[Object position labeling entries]

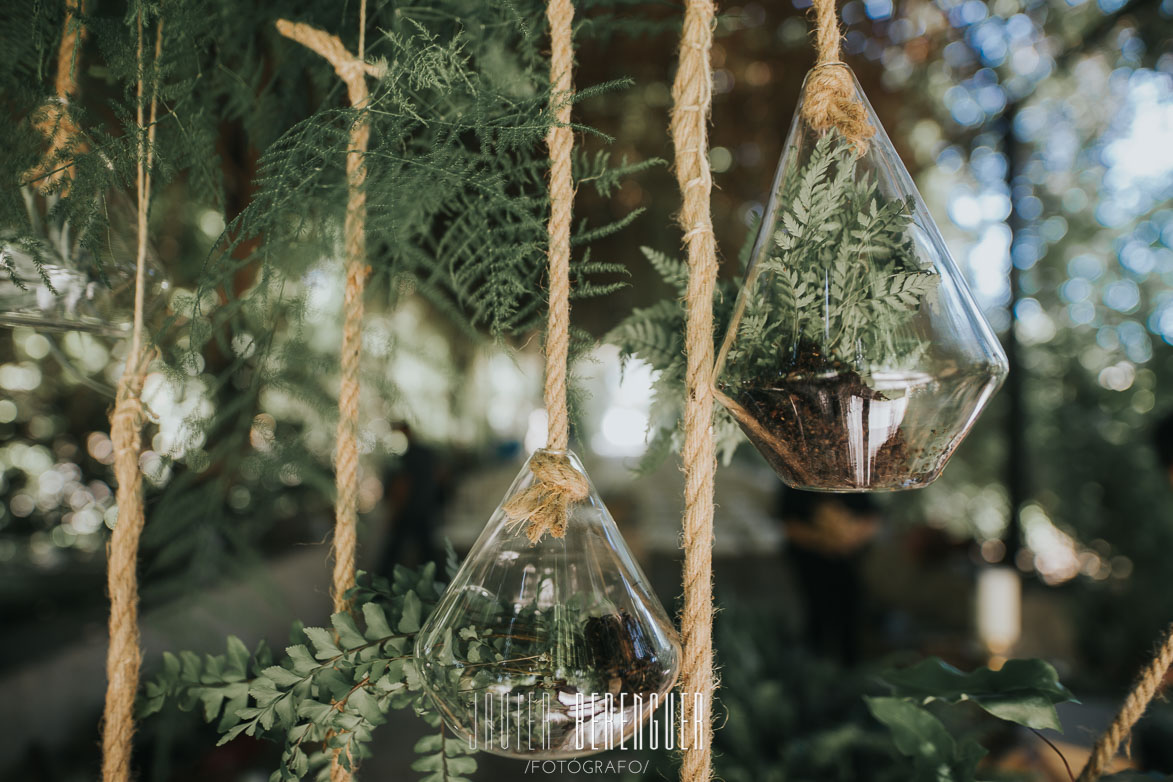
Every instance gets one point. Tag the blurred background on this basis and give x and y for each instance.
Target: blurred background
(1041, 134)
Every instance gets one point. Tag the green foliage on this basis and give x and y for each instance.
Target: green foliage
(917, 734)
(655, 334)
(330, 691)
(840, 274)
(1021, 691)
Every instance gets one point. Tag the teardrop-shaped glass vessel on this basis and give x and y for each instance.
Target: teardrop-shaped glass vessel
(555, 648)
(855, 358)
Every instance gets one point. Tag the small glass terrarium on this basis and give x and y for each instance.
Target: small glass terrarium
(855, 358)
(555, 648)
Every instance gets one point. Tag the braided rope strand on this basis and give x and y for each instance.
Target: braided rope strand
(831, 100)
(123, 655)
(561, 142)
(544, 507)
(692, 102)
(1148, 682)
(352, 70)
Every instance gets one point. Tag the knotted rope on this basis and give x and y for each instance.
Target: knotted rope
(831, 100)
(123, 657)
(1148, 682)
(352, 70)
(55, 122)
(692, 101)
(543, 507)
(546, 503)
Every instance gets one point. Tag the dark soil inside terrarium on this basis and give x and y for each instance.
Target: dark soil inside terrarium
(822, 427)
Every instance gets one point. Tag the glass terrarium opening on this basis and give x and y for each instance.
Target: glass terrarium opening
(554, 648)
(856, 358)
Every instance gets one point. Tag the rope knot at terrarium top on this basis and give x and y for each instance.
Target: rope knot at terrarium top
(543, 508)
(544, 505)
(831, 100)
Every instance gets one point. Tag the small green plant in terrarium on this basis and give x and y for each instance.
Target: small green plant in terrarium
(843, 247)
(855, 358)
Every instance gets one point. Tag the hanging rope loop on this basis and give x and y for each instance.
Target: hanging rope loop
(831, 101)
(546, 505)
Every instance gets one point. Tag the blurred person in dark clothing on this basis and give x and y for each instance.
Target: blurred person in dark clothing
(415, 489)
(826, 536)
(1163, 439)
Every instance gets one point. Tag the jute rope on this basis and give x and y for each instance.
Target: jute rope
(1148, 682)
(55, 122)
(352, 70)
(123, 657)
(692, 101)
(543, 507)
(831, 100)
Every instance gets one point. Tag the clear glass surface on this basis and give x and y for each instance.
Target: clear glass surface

==

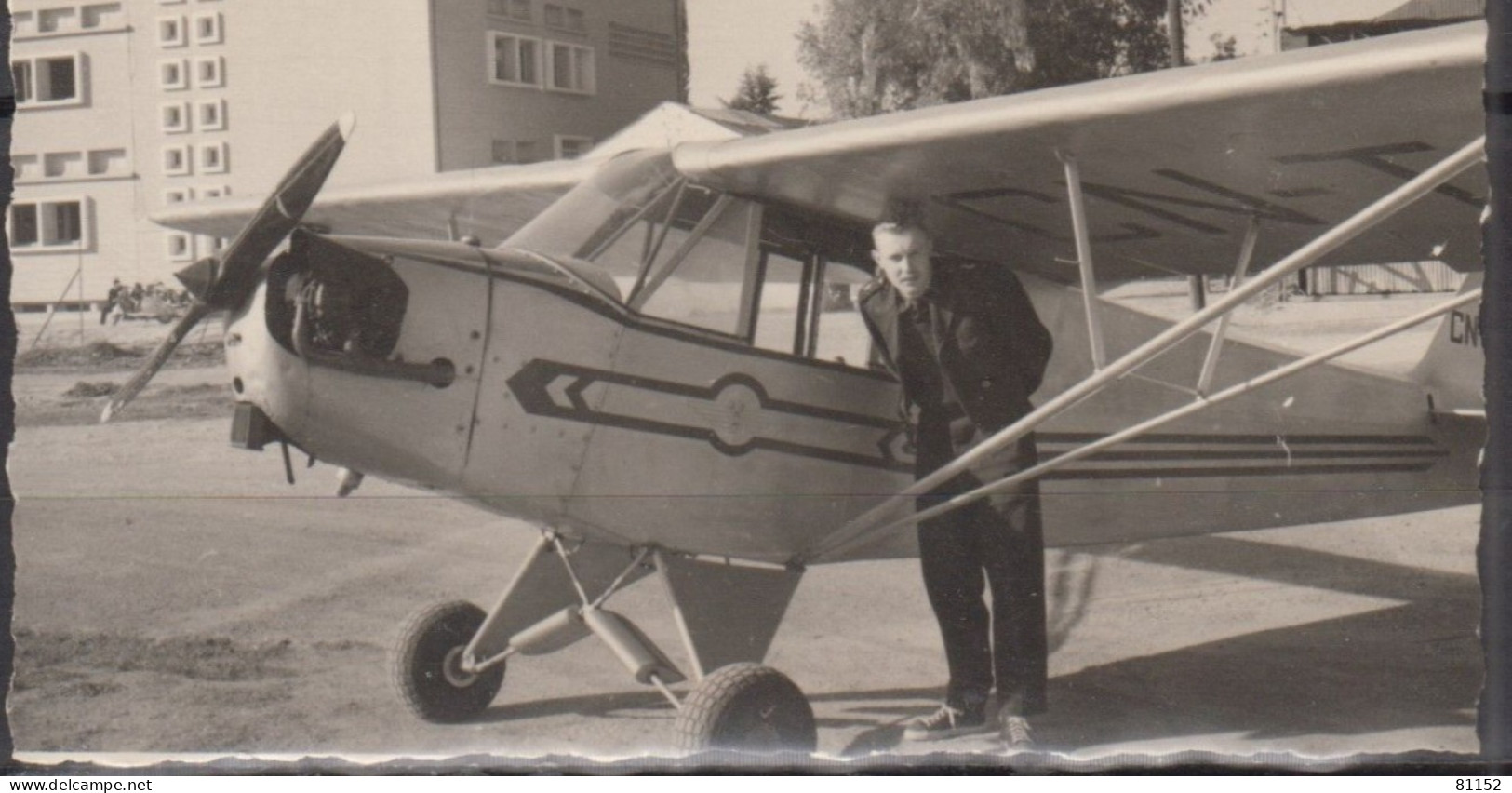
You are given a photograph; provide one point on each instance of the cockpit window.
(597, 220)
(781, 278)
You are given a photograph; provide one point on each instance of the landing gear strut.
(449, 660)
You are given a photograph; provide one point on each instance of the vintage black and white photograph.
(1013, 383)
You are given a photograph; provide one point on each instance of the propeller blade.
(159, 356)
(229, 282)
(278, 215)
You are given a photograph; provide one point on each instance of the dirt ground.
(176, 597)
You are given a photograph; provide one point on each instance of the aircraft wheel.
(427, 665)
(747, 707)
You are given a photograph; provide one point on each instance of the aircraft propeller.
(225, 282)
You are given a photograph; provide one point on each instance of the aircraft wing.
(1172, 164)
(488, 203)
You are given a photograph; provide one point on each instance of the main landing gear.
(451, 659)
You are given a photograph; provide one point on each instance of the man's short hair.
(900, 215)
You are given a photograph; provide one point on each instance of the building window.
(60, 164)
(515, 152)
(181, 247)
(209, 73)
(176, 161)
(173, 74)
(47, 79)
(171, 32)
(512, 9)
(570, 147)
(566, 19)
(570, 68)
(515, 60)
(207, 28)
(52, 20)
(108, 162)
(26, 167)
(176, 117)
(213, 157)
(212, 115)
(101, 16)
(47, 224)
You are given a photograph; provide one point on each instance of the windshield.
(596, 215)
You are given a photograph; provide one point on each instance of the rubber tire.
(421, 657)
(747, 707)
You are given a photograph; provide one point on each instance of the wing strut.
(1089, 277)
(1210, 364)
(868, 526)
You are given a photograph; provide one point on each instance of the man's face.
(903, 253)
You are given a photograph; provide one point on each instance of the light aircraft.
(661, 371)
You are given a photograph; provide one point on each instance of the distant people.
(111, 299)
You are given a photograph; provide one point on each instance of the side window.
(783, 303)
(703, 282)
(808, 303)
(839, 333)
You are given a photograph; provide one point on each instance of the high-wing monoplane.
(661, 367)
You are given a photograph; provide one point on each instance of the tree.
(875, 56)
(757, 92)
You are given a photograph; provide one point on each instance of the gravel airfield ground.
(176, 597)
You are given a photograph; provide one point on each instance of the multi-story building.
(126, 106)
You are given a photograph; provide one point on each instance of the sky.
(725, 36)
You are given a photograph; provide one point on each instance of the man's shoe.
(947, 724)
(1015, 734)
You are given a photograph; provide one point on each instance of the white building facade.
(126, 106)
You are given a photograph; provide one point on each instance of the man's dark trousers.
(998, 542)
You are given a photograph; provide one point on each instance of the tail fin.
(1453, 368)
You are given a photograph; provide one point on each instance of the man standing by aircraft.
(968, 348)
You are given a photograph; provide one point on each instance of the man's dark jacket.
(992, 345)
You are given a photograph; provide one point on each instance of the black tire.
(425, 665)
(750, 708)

* INSTRUCTIONS TO FOLLOW *
Rewrite the stretch from the line containing "Every instance gets one point. Tag the blurred background" through the line containing "(1021, 691)", with "green foliage" changed to "green leaves" and nothing else altered.

* OUTPUT *
Every instance gets one point. Tag the blurred background on this basis and give x and y for each instance.
Target: blurred background
(1041, 134)
Every instance gets one point. Tag the green leaves on this basis and give x and y for each instance.
Target: green leaves
(917, 734)
(655, 334)
(330, 691)
(840, 274)
(1021, 691)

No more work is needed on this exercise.